BEGIN Text

Operationally, the invention transmits a number to a verifiable recipient which indicates to the receiver what the key will be, without sending the key, or some related key. It is an INPUT into a function that takes the inputs to arrive at a completely different key. The idea is that the partial key does not have any resemblance to the final key and does not give the attacker a clue as to what the final key will be, thus, making it far more difficult to find what appears to be a completely unrelated password/key than one that is not obscured. This is also known as using a partial key to transmit a blind key to a verifiable recipient.

Claims

exact text as granted — not AI-modified
1 . (canceled) 
     
     
         2 . (canceled) 
     
     
         3 . (canceled) 
     
     
         4 . (canceled) 
     
     
         5 . (canceled) 
     
     
         6 . A method of developing keys in a paired node communications comprising:
 performing an initialization sequence;   receiving an message;   determining a partial key having a unique signature, wherein the unique signature is determined using a physically unclonable function;   determining a class function, wherein the class function is chosen from a predetermined list of class functions;   determining an initialization vector;   calculating a final key, wherein the final key is calculated using the class function and at least the initialization vector and unique signature as inputs into the class function;   encrypting the message using the final key and polymorphic key progression;   storing the final key on a memory; and   transmitting the encrypted message to a node.   
     
     
         7 . The method of  claim 6 , wherein the initialization sequence further comprises:
 determining a subset of the unique signature;   determining an order of the unique signature;   encrypting the subset and the order using a handshake protocol;   mixing the encrypted subset and encrypted order using at least one cryptographic pseudo-random number generator; and   transmitting the mixed subset and order to the second node.   
     
     
         8 . The method of  claim 6 , wherein the physically unclonable function is derived from a static random access memory, dynamic random access memory, flash memory, resistive random access memory, and/or magneto-resistive random access memory. 
     
     
         9 . The method of  claim 6 , wherein the class function is selected from a group consisting of:
 an identity function, XOR function, combinations of binary primitive functions, trigonometric functions, locations of portion of an irrational number sequence, and/or other functions that result in non-repeating values of at least the size of a key space.

END Text
BEGIN Entries supplied

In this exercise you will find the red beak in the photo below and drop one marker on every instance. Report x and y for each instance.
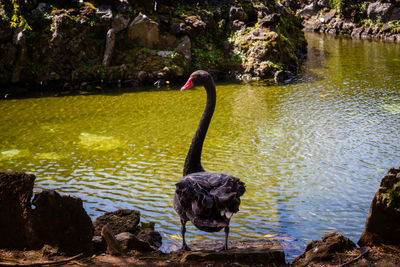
(188, 84)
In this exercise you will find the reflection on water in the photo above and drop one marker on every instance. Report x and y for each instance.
(312, 153)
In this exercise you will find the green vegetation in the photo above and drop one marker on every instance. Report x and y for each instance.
(15, 17)
(355, 4)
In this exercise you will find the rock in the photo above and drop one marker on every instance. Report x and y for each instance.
(260, 252)
(382, 224)
(129, 242)
(110, 42)
(165, 54)
(150, 236)
(119, 23)
(15, 195)
(61, 221)
(144, 31)
(269, 21)
(114, 247)
(119, 221)
(282, 75)
(237, 13)
(184, 47)
(99, 245)
(310, 10)
(237, 25)
(356, 33)
(40, 9)
(379, 11)
(326, 249)
(329, 16)
(395, 14)
(104, 12)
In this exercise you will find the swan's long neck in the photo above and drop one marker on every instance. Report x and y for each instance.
(193, 158)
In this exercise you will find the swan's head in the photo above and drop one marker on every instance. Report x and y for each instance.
(199, 77)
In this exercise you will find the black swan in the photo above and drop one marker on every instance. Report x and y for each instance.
(206, 199)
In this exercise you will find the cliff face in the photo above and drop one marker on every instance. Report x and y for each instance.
(371, 19)
(138, 42)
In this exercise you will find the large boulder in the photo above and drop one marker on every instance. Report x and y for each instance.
(379, 10)
(15, 195)
(144, 31)
(382, 225)
(61, 221)
(119, 221)
(324, 250)
(58, 221)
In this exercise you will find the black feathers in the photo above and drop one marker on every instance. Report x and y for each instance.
(208, 200)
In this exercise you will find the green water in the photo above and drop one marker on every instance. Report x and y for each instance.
(311, 152)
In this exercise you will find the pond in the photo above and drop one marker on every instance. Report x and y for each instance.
(312, 152)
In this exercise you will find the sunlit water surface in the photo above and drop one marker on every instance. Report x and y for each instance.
(312, 152)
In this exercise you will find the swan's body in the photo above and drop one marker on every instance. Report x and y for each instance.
(208, 200)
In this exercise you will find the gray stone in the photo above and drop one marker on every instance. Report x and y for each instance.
(382, 224)
(165, 54)
(110, 42)
(15, 195)
(129, 241)
(378, 10)
(356, 33)
(282, 76)
(144, 31)
(395, 14)
(329, 16)
(237, 13)
(105, 12)
(310, 10)
(324, 250)
(119, 221)
(62, 222)
(259, 252)
(150, 236)
(184, 47)
(119, 23)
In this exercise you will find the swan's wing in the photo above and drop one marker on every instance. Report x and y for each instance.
(209, 197)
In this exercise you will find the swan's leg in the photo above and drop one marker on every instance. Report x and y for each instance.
(225, 247)
(183, 231)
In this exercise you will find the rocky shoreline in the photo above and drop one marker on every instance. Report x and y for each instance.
(74, 45)
(373, 21)
(58, 227)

END Entries supplied

▶ What to work on:
A. In the patent text on partial keys, what is used to determine the partial key's unique signature?
B. Write the next part of the patent text on partial keys, picking up after its last claim.
The material isn't needed for this.

▶ Answers to the exercise:
A. A physically unclonable function.

B.
         10 . The method of  claim 6 , wherein the class function is chosen using a handshake protocol, frequent and irregular seeding, interleaved randomized seeding data in the message, and/or using a key progression value. 
     
     
         11 . The method of  claim 7 , wherein the handshake protocol is a Diffie-Hellman handshake protocol. 
     
     
         12 . A computer readable storage medium having program instructions embodied therewith, the program instructions executable by a hardware processor to cause the hardware processor to perform a method comprising:
 performing an initialization sequence;   receiving an message;   determining a partial key having a unique signature, wherein the unique signature is determined using a physically unclonable function;   determining a class function, wherein the class function is chosen from a predetermined list of class functions;   determining an initialization vector;   calculating a final key, wherein the final key is calculated using the class function and at least the initialization vector and unique signature as inputs into the class function;   encrypting the message using the final key and polymorphic key progression;   storing the final key on a memory; and   transmitting the encrypted message to a node.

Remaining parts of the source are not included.